Within the records below, find each line with the word "hillside" and copy it out.

BEGIN Task inputs

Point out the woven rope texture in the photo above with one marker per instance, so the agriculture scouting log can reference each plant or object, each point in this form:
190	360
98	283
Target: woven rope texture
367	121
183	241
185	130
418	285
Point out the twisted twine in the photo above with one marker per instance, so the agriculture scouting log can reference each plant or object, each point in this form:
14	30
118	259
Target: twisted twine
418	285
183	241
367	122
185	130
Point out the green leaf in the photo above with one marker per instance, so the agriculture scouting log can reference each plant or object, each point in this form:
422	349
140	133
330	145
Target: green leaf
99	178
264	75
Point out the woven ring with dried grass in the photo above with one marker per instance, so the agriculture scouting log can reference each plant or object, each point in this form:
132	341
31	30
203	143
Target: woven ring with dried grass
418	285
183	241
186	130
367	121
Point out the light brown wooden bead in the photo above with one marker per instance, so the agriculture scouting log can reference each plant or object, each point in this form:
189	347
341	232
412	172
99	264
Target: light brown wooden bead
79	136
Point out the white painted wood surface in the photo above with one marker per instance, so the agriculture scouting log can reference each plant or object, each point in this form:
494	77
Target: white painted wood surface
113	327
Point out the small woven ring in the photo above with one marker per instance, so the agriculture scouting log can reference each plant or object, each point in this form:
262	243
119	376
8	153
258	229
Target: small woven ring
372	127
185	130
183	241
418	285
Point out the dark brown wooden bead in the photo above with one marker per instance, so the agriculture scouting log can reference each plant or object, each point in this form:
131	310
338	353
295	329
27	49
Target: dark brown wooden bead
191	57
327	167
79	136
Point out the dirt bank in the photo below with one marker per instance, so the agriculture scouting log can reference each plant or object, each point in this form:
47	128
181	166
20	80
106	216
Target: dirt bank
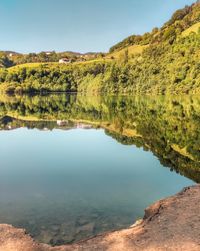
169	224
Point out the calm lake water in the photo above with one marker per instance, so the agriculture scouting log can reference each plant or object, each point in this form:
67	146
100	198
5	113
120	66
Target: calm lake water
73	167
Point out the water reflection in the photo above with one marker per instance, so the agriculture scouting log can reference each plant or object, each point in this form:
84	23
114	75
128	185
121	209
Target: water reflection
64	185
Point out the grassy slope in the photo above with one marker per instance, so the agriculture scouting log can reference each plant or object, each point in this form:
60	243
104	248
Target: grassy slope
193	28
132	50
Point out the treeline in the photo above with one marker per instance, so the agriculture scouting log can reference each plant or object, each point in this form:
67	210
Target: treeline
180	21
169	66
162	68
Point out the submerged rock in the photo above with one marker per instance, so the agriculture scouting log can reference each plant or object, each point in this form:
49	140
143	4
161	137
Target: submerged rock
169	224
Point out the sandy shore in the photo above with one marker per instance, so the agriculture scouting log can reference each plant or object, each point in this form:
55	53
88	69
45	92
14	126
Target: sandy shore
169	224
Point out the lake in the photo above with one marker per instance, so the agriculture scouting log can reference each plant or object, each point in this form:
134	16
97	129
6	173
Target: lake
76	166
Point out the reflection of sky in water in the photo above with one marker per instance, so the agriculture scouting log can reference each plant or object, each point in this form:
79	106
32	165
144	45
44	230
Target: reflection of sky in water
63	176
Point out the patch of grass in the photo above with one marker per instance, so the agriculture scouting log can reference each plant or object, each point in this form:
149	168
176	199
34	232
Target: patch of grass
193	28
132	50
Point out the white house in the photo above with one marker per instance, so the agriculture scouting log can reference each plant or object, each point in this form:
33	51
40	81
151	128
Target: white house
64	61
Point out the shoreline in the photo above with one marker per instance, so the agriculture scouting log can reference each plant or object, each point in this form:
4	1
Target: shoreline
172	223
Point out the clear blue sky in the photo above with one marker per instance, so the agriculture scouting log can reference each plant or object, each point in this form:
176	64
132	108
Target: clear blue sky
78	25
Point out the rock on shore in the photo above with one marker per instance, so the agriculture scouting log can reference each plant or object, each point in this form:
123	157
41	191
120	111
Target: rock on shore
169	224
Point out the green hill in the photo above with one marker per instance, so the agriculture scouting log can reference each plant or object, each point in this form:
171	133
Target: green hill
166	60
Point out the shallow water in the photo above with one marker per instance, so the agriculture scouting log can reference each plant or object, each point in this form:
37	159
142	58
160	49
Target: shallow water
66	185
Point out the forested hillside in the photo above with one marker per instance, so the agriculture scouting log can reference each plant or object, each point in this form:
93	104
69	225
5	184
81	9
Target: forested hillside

END Task inputs

— Solution —
Point out the forested hillside in the photo above with one marker per instance, so the agriculture scouting log can reference each plant or object, each point in this form:
Target: forested hillside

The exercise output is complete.